Copy the part of the listing that opens with the line containing "target=wooden door" and runs through the end of the listing, changing "glass pane" to "window glass" and leaving everything else the same.
══ Data for processing
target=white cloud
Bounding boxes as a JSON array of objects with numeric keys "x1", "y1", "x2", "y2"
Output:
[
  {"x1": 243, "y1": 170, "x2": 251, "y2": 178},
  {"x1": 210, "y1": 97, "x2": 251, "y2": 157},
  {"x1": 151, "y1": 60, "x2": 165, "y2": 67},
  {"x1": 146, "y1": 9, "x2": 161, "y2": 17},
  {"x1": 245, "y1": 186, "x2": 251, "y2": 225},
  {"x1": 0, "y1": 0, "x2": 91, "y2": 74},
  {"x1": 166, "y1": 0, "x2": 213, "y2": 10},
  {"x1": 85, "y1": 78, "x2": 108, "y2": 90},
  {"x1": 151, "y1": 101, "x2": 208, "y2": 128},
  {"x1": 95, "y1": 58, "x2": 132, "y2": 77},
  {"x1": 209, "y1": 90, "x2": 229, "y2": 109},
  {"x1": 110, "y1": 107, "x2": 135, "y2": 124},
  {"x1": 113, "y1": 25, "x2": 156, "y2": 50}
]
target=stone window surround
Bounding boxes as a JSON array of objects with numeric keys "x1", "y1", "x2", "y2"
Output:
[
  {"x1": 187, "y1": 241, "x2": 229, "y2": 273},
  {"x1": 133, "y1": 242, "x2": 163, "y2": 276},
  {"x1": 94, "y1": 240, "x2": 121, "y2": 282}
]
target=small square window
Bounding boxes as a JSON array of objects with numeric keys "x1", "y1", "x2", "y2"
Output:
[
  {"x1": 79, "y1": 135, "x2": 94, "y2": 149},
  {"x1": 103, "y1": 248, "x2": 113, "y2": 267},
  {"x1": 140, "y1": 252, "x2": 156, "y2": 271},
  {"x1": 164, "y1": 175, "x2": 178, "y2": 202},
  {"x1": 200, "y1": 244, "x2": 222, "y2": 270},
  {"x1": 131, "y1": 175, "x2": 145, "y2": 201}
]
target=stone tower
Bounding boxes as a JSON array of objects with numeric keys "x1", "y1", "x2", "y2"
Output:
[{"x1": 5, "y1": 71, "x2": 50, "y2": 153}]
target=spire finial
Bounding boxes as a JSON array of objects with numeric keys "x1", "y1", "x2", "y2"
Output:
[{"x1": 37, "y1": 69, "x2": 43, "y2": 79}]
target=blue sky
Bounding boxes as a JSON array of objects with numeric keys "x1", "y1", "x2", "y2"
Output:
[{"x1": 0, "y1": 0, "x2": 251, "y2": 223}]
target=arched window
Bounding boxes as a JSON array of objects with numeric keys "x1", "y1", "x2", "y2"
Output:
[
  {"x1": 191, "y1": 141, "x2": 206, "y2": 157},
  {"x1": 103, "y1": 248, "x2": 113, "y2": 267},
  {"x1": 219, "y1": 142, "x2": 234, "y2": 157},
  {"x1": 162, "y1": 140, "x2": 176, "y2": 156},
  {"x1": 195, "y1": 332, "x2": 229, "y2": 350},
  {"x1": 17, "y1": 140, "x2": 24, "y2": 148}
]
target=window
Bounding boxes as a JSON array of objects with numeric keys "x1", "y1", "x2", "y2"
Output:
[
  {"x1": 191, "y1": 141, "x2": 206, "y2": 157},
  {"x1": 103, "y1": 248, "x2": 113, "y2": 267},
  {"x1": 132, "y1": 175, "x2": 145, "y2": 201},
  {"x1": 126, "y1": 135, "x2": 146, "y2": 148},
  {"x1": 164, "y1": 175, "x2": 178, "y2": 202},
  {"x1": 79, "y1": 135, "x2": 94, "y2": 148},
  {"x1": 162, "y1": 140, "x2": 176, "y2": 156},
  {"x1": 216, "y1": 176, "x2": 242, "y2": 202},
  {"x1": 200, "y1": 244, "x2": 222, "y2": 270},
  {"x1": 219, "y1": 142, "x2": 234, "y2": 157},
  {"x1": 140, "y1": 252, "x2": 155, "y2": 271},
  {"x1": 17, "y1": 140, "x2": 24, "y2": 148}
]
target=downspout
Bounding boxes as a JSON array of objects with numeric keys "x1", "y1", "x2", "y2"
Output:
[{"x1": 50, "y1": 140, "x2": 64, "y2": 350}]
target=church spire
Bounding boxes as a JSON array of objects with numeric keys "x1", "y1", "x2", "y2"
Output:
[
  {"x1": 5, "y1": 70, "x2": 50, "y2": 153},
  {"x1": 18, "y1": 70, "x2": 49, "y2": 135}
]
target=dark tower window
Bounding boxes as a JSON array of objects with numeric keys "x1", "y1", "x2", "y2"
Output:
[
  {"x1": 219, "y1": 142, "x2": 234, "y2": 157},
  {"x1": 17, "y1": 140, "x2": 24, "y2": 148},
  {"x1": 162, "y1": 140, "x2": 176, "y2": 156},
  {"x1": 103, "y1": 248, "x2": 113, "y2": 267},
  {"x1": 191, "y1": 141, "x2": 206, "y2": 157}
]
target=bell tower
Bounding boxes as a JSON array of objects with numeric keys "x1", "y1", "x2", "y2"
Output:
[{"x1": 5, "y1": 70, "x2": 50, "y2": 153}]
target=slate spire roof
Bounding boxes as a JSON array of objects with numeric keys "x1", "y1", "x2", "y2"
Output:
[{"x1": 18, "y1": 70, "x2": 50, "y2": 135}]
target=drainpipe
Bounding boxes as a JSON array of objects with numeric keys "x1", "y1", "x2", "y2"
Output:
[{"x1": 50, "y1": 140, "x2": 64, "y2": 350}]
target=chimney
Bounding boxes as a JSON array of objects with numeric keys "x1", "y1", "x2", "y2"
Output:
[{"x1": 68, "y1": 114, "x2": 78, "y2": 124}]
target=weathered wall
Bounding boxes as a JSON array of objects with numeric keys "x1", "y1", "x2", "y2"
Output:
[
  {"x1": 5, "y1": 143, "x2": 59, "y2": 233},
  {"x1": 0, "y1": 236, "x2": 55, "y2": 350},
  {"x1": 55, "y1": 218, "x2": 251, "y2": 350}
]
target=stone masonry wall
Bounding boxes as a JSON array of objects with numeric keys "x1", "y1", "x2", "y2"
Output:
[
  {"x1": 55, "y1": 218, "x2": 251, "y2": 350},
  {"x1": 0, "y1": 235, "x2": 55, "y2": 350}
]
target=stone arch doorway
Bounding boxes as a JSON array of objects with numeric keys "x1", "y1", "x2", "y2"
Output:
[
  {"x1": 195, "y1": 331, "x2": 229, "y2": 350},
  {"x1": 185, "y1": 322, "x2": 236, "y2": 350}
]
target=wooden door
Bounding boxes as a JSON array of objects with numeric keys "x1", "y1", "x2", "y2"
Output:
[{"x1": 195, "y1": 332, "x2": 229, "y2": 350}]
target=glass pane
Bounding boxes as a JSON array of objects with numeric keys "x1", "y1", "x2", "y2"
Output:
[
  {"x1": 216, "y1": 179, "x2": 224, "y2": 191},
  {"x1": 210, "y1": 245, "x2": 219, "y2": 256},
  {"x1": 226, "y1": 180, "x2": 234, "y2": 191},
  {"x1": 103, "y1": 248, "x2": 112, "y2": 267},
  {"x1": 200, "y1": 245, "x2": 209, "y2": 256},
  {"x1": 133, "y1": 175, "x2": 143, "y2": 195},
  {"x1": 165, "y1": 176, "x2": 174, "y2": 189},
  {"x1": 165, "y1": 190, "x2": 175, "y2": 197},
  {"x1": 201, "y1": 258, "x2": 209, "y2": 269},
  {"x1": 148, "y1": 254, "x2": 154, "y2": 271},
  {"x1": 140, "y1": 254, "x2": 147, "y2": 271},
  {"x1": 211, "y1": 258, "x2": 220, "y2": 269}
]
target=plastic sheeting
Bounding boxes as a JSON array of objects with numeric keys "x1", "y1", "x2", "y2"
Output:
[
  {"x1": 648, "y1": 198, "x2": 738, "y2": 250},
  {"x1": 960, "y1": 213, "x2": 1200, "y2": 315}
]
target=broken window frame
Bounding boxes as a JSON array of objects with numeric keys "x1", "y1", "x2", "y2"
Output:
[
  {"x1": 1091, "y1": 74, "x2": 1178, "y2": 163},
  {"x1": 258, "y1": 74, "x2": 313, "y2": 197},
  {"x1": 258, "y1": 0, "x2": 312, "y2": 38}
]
════
_Worked answer_.
target=wooden door
Bounding boxes as a JSON array of objects with numeric keys "x1", "y1", "x2", "y2"
Output:
[{"x1": 195, "y1": 332, "x2": 229, "y2": 350}]
target=window glass
Bounding boxes as a JSON array of objects with numeric keys "x1", "y1", "x2", "y2"
Output:
[
  {"x1": 216, "y1": 179, "x2": 224, "y2": 191},
  {"x1": 210, "y1": 245, "x2": 219, "y2": 256},
  {"x1": 226, "y1": 180, "x2": 234, "y2": 191},
  {"x1": 103, "y1": 248, "x2": 112, "y2": 267},
  {"x1": 200, "y1": 245, "x2": 209, "y2": 256},
  {"x1": 133, "y1": 175, "x2": 143, "y2": 195},
  {"x1": 165, "y1": 176, "x2": 174, "y2": 189},
  {"x1": 165, "y1": 190, "x2": 175, "y2": 197},
  {"x1": 201, "y1": 258, "x2": 209, "y2": 269},
  {"x1": 148, "y1": 254, "x2": 154, "y2": 271},
  {"x1": 140, "y1": 254, "x2": 147, "y2": 271},
  {"x1": 211, "y1": 258, "x2": 220, "y2": 269}
]
target=plastic sheeting
Bounding boxes as a JSON array of objects with numeric keys "x1", "y1", "x2", "y2"
Output:
[
  {"x1": 648, "y1": 198, "x2": 738, "y2": 250},
  {"x1": 960, "y1": 213, "x2": 1200, "y2": 315}
]
target=broken window frame
Bounding boxes as a JSON array of objects with numeric keys "x1", "y1", "x2", "y2"
Output:
[
  {"x1": 1091, "y1": 74, "x2": 1178, "y2": 163},
  {"x1": 258, "y1": 74, "x2": 313, "y2": 197},
  {"x1": 258, "y1": 0, "x2": 312, "y2": 38}
]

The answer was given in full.